What this task involves> Please return the listing below exactly, without any of its pictures.

Source material>
>>>>>
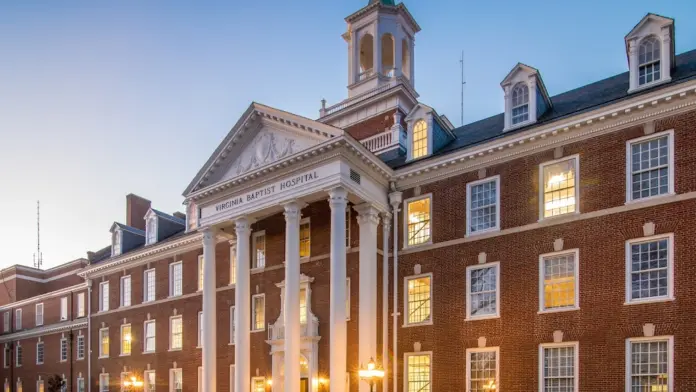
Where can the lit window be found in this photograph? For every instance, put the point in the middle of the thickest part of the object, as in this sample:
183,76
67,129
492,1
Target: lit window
418,304
520,103
420,139
483,294
104,343
559,277
649,61
149,336
305,238
483,198
559,370
259,312
560,187
176,333
418,225
651,364
651,166
649,268
125,291
126,339
258,259
149,286
175,279
482,369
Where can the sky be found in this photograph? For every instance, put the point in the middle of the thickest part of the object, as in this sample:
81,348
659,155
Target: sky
102,99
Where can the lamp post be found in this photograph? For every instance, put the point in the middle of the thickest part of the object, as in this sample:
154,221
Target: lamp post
372,374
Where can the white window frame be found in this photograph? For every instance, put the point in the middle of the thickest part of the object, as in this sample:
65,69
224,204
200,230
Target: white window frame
417,354
469,351
123,295
146,290
430,216
104,302
254,261
39,315
172,284
145,337
576,362
428,275
670,358
470,185
542,296
670,162
471,268
670,269
576,158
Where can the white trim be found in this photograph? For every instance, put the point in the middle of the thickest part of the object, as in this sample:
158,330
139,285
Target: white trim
576,362
542,208
670,359
470,268
670,269
428,275
670,162
542,297
406,202
498,210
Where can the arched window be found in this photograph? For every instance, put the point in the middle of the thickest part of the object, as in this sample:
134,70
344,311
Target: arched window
649,61
520,103
420,139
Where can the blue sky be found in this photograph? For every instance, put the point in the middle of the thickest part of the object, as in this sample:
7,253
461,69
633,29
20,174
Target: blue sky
101,99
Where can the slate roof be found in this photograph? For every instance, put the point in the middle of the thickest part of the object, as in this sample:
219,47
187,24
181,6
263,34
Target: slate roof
579,100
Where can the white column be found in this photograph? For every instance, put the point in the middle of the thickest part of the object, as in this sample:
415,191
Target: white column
337,292
242,304
292,297
209,313
368,219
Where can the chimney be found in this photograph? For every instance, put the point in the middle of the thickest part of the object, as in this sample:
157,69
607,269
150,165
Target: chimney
136,208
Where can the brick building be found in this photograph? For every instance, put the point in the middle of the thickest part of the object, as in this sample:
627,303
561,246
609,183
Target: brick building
545,248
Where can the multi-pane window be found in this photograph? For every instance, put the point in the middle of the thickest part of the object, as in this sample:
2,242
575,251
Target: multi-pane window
650,367
125,291
39,314
418,222
559,368
420,139
559,187
175,279
520,103
650,166
418,292
149,333
483,205
482,369
104,343
126,339
258,321
418,372
258,259
649,61
305,238
649,268
483,293
176,333
103,296
559,277
149,286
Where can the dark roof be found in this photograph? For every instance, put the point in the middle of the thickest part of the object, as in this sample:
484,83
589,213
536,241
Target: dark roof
579,100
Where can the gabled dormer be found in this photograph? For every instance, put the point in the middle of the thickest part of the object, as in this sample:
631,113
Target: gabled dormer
526,98
427,132
650,51
159,226
125,238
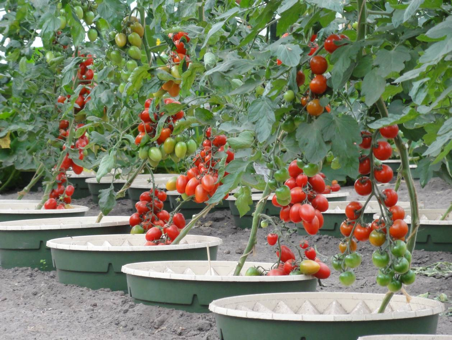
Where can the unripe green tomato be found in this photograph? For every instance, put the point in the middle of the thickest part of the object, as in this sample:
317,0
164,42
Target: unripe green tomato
191,147
289,96
143,152
154,154
79,12
120,40
169,145
310,169
88,17
92,34
259,91
134,39
62,22
134,52
125,75
137,229
131,65
180,149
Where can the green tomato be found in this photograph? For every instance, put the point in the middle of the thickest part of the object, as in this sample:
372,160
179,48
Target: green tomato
143,152
180,149
283,195
353,260
253,271
62,22
89,18
138,229
120,40
169,145
79,12
134,52
281,175
383,279
259,91
399,248
289,96
272,184
289,125
191,147
310,169
401,265
92,34
134,39
154,154
131,65
380,259
347,278
408,278
394,286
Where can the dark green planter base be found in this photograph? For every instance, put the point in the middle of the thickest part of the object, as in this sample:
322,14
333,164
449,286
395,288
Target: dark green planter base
195,296
235,328
102,269
27,248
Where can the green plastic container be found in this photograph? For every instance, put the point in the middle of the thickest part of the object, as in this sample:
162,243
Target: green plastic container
433,234
14,210
23,243
193,285
321,316
79,183
95,261
94,187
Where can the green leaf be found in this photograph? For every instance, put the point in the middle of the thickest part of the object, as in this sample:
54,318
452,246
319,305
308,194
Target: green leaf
261,112
243,141
391,61
243,200
107,164
373,86
289,54
107,200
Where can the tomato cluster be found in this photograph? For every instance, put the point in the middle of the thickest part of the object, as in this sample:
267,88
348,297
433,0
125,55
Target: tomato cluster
177,148
160,226
387,233
287,264
202,180
300,198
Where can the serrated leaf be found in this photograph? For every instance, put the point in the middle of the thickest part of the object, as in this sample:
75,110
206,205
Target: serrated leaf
261,112
373,86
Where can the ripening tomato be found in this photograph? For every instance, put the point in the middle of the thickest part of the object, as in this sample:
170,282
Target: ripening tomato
363,186
318,64
389,132
352,210
318,84
383,174
382,151
391,197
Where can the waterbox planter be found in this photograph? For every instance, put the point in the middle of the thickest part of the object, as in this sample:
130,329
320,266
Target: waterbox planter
95,261
406,337
94,187
271,210
13,210
23,243
190,208
193,285
335,215
142,184
433,233
321,316
79,183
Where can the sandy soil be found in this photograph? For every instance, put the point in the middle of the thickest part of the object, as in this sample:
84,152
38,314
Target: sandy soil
33,305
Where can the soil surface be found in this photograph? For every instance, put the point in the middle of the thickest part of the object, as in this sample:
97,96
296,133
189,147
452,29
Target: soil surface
34,305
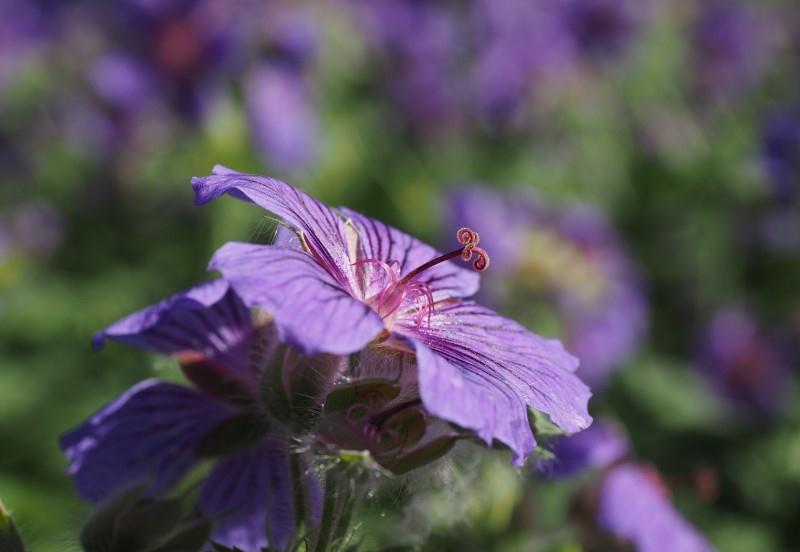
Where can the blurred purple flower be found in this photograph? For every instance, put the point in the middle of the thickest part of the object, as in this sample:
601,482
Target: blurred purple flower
743,363
24,32
518,44
282,115
159,431
573,256
631,502
780,152
348,280
174,52
728,48
633,505
598,447
419,45
602,27
282,112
<<<<<
Task result>
Where can the lit window be found in this photograph? For every instance, put the point in the middle of the thickest part of the object, as in this sample:
183,76
67,129
492,1
Target: lit window
418,304
520,103
420,139
483,294
104,343
559,277
649,61
149,336
305,238
483,198
559,370
259,312
560,187
176,333
418,225
651,364
651,166
649,268
125,291
126,339
258,259
149,286
175,279
482,369
Where can the sky be found in this photograph? For every instance, put the point in the middle of the thickest part of the object, as in this sample:
81,348
659,155
Target: sky
102,99
Where can the lamp post be found in this photograph? For every instance, put the point in the middle of the thickest part of the object, as in this sample:
154,221
Target: lamp post
372,374
Where can the white window frame be found in this photograph? For every instance, put the point in the middle of the thickest part of the object, as in this sample:
65,69
224,204
200,230
Target: white window frame
417,354
469,351
123,295
146,290
430,216
104,302
254,261
39,315
172,284
145,337
576,362
428,275
670,358
470,185
542,296
670,162
471,268
670,269
576,158
Where can the white trim be found in this photograph? For every instance, put the point in the middle of the thickest part of the object, as in this sample:
158,330
139,285
Target: white trim
576,362
542,208
670,359
470,268
670,269
428,275
670,162
542,297
406,202
498,210
Where can the arched window be found in this photograph? For every instance, put the point in the middle of the thickest part of the object, as in this sample:
134,70
344,311
Target: arched window
649,61
520,103
420,139
Where can the blue sky be found in this photograph? For every instance, put the point in the middle of the thickest part of the object, as in this sample:
7,253
461,69
633,29
20,174
Target: blue sky
101,99
Where can the slate roof be found in this photograph? For every instance, put the point in the middle of the thickest part of the object, as in this sample:
219,47
187,24
181,6
263,34
Target: slate roof
579,100
Where can the white column be found in this photograph? For every instance, put the point in the middle of the thickest part of the object, as in this sample:
415,191
Target: white column
337,292
242,304
292,297
209,313
368,219
Where can the chimney be found in this photograph? For every instance, put the point in the middle of the thickest part of the object, as in this sample:
157,69
607,269
150,165
Target: chimney
136,208
Where can the brick building be found in this photograph? For every instance, put the point in the middle of the thickest part of the object, as in this sample:
627,303
561,246
609,183
Target: brick building
545,248
Where can the multi-pane window be found in this photograph? For every instance, put the point in the middle of the thickest part of the object, as in this sample:
2,242
575,251
Target: multi-pane window
650,367
125,291
39,314
418,222
559,368
420,139
559,187
175,279
520,103
650,166
418,292
149,333
483,205
482,369
104,343
126,339
258,321
418,372
258,259
649,61
305,238
649,268
483,293
176,333
103,296
559,277
149,286
Where can the dark roof be found in this photograph? For every instance, put the point in the middle of the thickest part of the object, as in this sample:
484,83
589,213
536,241
Target: dark roof
579,100
Where can the gabled dormer be found in this photograph? For every instance, put the point in the middle of the thickest part of the object, as in this sample:
631,113
Target: gabled dormer
526,98
427,132
650,51
159,226
125,238
Where can the unripe green tomato be found in this photograph? For every instance, put the point in the middle of the thickest part of the object, as in this sample:
317,0
164,42
Target: unripe green tomato
191,147
289,96
143,152
154,154
79,12
120,40
169,145
310,169
88,17
92,34
259,91
134,39
62,22
134,52
125,75
137,229
131,65
180,149
Where can the green tomato be found in this photograph? For every instance, put the point in the middle of the thickest part of the object, as in this sample:
372,160
179,48
Target: green tomato
143,152
180,149
283,195
353,260
253,271
62,22
89,18
138,229
120,40
169,145
79,12
134,52
281,175
383,279
259,91
399,248
289,96
272,184
289,125
191,147
310,169
401,265
92,34
134,39
154,154
131,65
380,259
347,278
408,278
394,286
Where can the dark green planter base be found in this photograph? For every instance, put the point in the middle of the thickest part of the object, as in this sample:
322,14
333,164
449,286
395,288
Target: dark green planter base
195,296
235,328
102,269
27,248
Where can the green plastic container be found in this photograph? For every instance, put the point in the middle of the thickest part of the object, as in this sample:
162,243
Target: green plastic container
433,234
14,210
23,243
193,285
321,316
79,183
95,261
94,187
Where can the green leaf be found in this photograph? For every instance, put the point in the middle of the thickest part of the object, as in this sample:
54,318
452,246
319,305
308,194
Target: green leaf
261,112
243,141
391,61
243,200
107,164
373,86
289,54
107,200
Where can the tomato cluster be found in this photograph? For every instance, put the point in the middle of the thickest part of the object, as in this sample:
267,88
348,297
433,0
125,55
Target: tomato cluster
177,148
160,226
387,233
287,264
202,180
300,198
Where can the serrated leaf be found in this photograph? For every instance, put the point in the middle of the thickest part of the object, as in this sample:
75,110
206,205
Target: serrated leaf
261,112
373,86
Where can the ripening tomato be found in this photograph? For every instance, put the point in the middle of the thickest part of the object, as in this sample:
170,282
Target: ripening tomato
363,186
318,64
389,132
352,210
318,84
383,174
382,151
391,197
Where can the waterbox planter be found in this photograph? For every instance, put the point in the middle of the thickest part of the object, as in this sample:
130,329
320,266
Target: waterbox planter
95,261
406,337
94,187
271,210
13,210
23,243
190,208
193,285
335,215
142,184
433,233
321,316
79,183
Where can the sandy soil be found in this photograph? For every instance, put the point in the middle of the thickest part of the object, as in this sample:
84,152
38,314
Target: sandy soil
33,305
Where can the soil surface be found in this photograph? For every instance, put the point in the middle of the thickest part of the object, as in this sample:
97,96
296,133
189,147
452,29
Target: soil surface
34,305
Where can the blurred purple flower be found in this photograph? For every instance, put the point in the middle of the thickest part of the object, as in this sample:
601,482
Target: blurred purple flower
743,363
24,32
518,44
282,115
159,431
573,256
631,502
780,152
348,280
174,52
728,48
633,505
598,447
419,45
602,27
282,112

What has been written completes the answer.